● **WRITTEN REQUEST**
Update all of the material below by replacing "Trace the outline" with "Draw the boundary" and keeping everything else the same. Leave the pictures out of your answer.

● **RECORDS FOR THIS EXERCISE**
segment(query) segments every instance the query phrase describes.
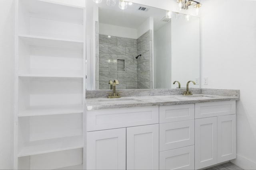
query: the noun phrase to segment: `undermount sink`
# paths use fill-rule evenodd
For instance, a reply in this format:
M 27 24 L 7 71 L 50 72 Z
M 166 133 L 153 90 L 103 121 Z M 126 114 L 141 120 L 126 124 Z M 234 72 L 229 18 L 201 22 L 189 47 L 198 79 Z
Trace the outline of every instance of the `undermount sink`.
M 119 98 L 116 99 L 99 99 L 98 100 L 100 102 L 102 103 L 126 103 L 129 102 L 141 102 L 141 100 L 133 98 Z
M 193 95 L 191 96 L 182 96 L 183 97 L 186 97 L 187 98 L 214 98 L 215 97 L 212 96 L 207 96 L 207 95 Z

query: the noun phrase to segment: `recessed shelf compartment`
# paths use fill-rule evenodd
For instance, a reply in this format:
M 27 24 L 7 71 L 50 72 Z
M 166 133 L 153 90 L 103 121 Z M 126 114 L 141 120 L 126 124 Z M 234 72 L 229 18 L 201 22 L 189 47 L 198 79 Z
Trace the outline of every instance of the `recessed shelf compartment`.
M 82 159 L 82 148 L 23 156 L 18 169 L 83 169 Z
M 83 77 L 83 43 L 19 37 L 21 76 Z
M 82 42 L 83 9 L 38 0 L 20 0 L 18 3 L 20 34 Z
M 46 114 L 52 111 L 66 113 L 73 108 L 79 108 L 80 112 L 80 106 L 83 105 L 80 78 L 20 77 L 18 89 L 20 114 L 37 115 L 45 111 Z
M 78 113 L 83 111 L 82 105 L 34 106 L 20 112 L 18 117 Z
M 18 157 L 83 147 L 83 113 L 19 118 Z

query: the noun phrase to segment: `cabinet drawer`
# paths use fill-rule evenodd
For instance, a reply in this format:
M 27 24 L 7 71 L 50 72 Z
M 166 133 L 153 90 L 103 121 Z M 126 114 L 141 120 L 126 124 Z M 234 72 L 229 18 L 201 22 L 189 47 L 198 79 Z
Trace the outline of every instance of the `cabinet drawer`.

● **WRITTEN ANSWER**
segment(query) segments every instance the query phrase describes.
query: the noun phrase to segment: `undermount sink`
# paths use fill-rule evenodd
For instance, a reply in this format:
M 27 24 L 7 71 L 50 72 Z
M 166 133 L 153 90 L 103 121 Z M 126 114 L 141 120 L 126 124 Z M 234 72 L 229 18 L 201 22 L 189 47 L 198 79 Z
Draw the boundary of every instance of the `undermount sink`.
M 119 98 L 116 99 L 99 99 L 98 100 L 100 102 L 102 103 L 126 103 L 129 102 L 141 102 L 141 100 L 133 98 Z
M 193 95 L 191 96 L 182 96 L 183 97 L 186 97 L 187 98 L 214 98 L 215 97 L 212 96 L 207 96 L 207 95 Z

query: the noun phrase to segment: `recessed shelf compartment`
# paths use fill-rule evenodd
For instance, a reply in this format:
M 27 24 L 7 71 L 50 72 Z
M 166 133 L 153 90 L 103 121 Z M 126 114 L 141 120 L 126 124 Z M 234 72 L 229 18 L 201 22 L 189 47 L 198 79 Z
Draw the boundary of every instance of the `recessed shelf compartment`.
M 82 159 L 82 148 L 23 156 L 18 169 L 83 169 Z
M 83 77 L 83 43 L 19 37 L 21 76 Z
M 82 42 L 83 9 L 38 0 L 20 0 L 18 3 L 20 34 Z
M 46 114 L 52 111 L 66 113 L 73 108 L 79 108 L 80 112 L 80 106 L 83 105 L 80 78 L 20 77 L 18 89 L 20 114 L 37 115 L 45 111 Z
M 78 113 L 83 111 L 82 105 L 34 106 L 20 112 L 18 117 Z
M 18 157 L 83 147 L 83 113 L 19 118 Z

query: the noun phrase to segment: `cabinet drawer`
# paths use fill-rule evenodd
For instance, a reply in this format:
M 27 24 L 7 71 L 50 72 Z
M 166 133 L 153 90 L 103 121 Z M 126 114 L 141 120 L 126 124 Z M 234 72 L 229 18 L 201 22 L 189 47 L 198 79 Z
Draw the boundary of every instance of the `cabinet drawer`.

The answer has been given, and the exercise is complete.